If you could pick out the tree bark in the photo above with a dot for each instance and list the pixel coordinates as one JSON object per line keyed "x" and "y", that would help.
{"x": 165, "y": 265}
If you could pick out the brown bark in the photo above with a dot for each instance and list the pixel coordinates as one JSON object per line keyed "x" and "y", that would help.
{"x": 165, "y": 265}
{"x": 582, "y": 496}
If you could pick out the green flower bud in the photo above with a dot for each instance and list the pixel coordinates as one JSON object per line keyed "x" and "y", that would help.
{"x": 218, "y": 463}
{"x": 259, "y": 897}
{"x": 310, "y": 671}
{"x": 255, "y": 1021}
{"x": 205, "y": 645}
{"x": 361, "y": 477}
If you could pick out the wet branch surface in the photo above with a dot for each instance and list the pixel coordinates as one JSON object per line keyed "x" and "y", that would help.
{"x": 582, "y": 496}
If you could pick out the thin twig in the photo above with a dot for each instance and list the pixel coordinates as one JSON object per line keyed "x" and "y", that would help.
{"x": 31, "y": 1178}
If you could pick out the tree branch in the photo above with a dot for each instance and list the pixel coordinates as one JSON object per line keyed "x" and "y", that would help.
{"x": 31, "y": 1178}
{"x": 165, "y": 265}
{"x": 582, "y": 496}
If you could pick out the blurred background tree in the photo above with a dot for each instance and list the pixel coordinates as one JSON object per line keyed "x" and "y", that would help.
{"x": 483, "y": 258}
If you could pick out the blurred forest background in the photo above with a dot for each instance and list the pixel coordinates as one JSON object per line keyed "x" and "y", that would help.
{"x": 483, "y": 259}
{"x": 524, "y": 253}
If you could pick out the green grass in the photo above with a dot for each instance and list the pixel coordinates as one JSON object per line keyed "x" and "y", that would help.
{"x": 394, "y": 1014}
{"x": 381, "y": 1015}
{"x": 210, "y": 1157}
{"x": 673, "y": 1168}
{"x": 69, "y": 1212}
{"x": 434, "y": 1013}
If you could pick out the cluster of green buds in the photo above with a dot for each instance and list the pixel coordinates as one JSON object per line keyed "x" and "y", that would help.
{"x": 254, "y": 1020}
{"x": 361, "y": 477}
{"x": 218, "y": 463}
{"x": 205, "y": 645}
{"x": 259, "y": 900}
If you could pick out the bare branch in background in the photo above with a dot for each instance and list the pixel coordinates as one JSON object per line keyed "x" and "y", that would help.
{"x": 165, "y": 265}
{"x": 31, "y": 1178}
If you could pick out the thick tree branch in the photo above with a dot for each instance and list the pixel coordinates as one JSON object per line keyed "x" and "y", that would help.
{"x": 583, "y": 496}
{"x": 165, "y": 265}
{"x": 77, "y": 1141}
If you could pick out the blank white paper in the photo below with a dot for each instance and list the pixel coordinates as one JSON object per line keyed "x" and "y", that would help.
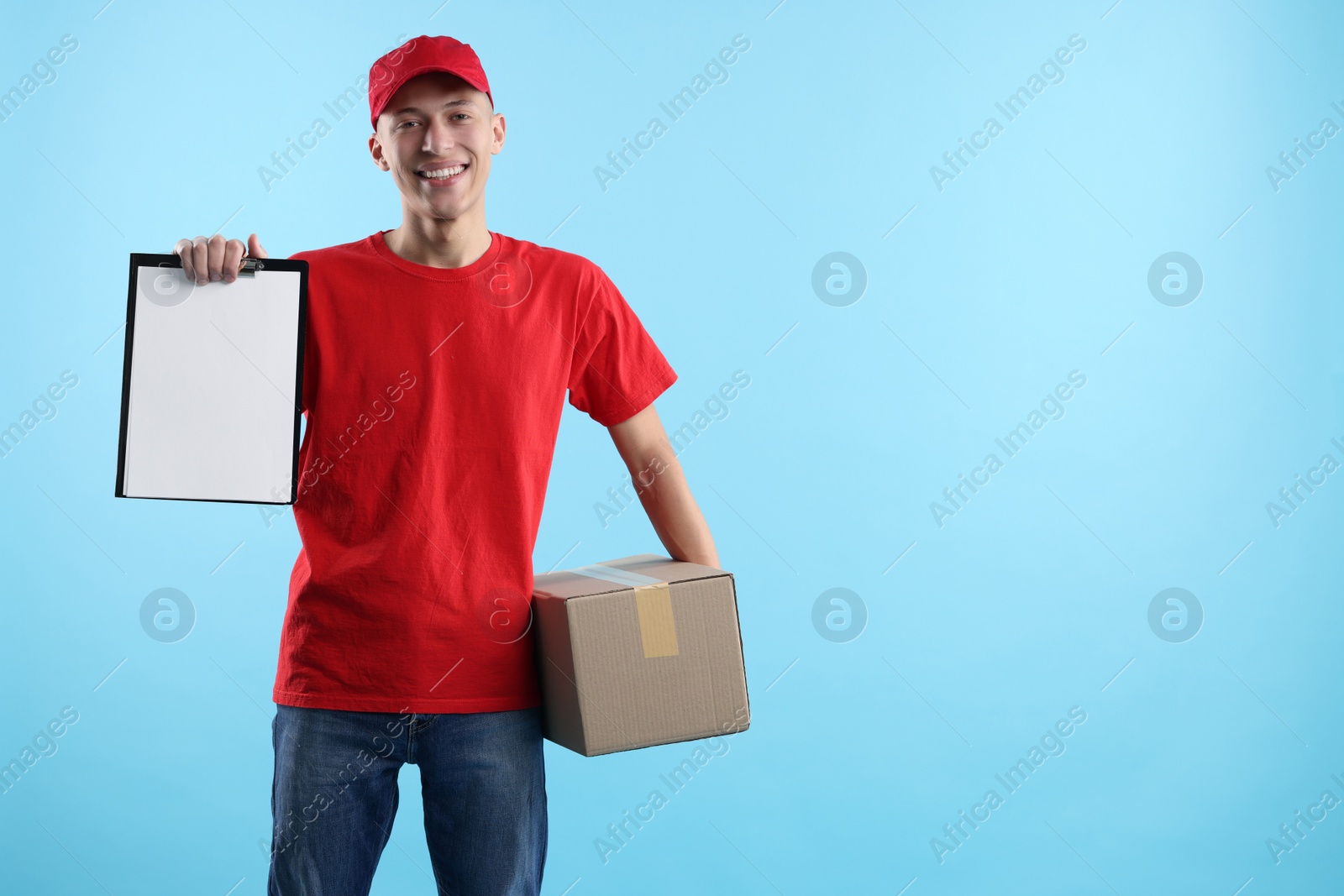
☆ ☆ ☆
## PROBLEM
Transcribe the listing verbatim, pictures excluded.

## RESPONSE AREA
If you could pick out the tree bark in the photo above with a dot for each instance and list the pixel coordinates as one JSON object per line keyed "x" and "y", that would help.
{"x": 165, "y": 265}
If you could pick out the brown bark in the photo above with a dot for each instance and list the pixel coordinates as one JSON object per line keyed "x" and "y", that would help.
{"x": 165, "y": 265}
{"x": 582, "y": 496}
If you could pick out the green flower bud in the photo above with a dot for each instance and list the pixel coordinates as one JSON object per line keyed "x" and "y", that would help.
{"x": 218, "y": 463}
{"x": 259, "y": 897}
{"x": 310, "y": 671}
{"x": 255, "y": 1021}
{"x": 205, "y": 645}
{"x": 361, "y": 477}
If you could pick out the wet branch surface in the photo above with a dot for each instance and list the pixel coordinates as one JSON object per line keyed "x" and "y", that would help.
{"x": 582, "y": 496}
If you could pick out the thin twig in the photo above with a dot for each instance and list the pixel coordinates as one JSON object per line keyed "x" and "y", that would help.
{"x": 31, "y": 1178}
If you could pick out the tree branch in the photo above with a dot for each instance and list the pixel coordinates as one JSON object per line keyed "x" and "y", that would help.
{"x": 31, "y": 1178}
{"x": 165, "y": 265}
{"x": 582, "y": 496}
If you could pick out the blurred background tree in the photo above with a dot for each instance and list the pixel coordinates as one JSON object per line keyed "x" and "y", that would help.
{"x": 483, "y": 258}
If you could pick out the blurred forest background in the photo above with a dot for each instance and list the pixel coordinates as one JSON object per line keyed "x" and "y", that would help.
{"x": 483, "y": 259}
{"x": 524, "y": 253}
If you could pick out the green grass in the photo above with a dot for each instance and list the pixel coordinates as one JSON object per line keyed "x" and "y", that would help.
{"x": 394, "y": 1014}
{"x": 381, "y": 1015}
{"x": 210, "y": 1157}
{"x": 673, "y": 1168}
{"x": 69, "y": 1212}
{"x": 434, "y": 1013}
If you could pick out the cluster of green buds in the photo above with a dot for each instance and list the pixel coordinates as one JSON object per line keyed "x" and "y", that would help.
{"x": 254, "y": 1020}
{"x": 361, "y": 477}
{"x": 218, "y": 463}
{"x": 205, "y": 645}
{"x": 259, "y": 900}
If you could pick out the bare branch in background in the photo above with a dot for each instance and list the pixel coordinates as one JSON object per line keyed "x" and "y", that would help.
{"x": 165, "y": 265}
{"x": 31, "y": 1178}
If you could pick out the thick tree branch in the photo above with a dot for each instance and list the pixel coordinates as one JSON object per line keyed "x" and "y", that would help.
{"x": 583, "y": 496}
{"x": 165, "y": 265}
{"x": 77, "y": 1141}
If you could pick out the blank white paper in the photo below with a dot for each instance and list the pixel coordinates as one JSON object per line keyed "x" and "y", that would help.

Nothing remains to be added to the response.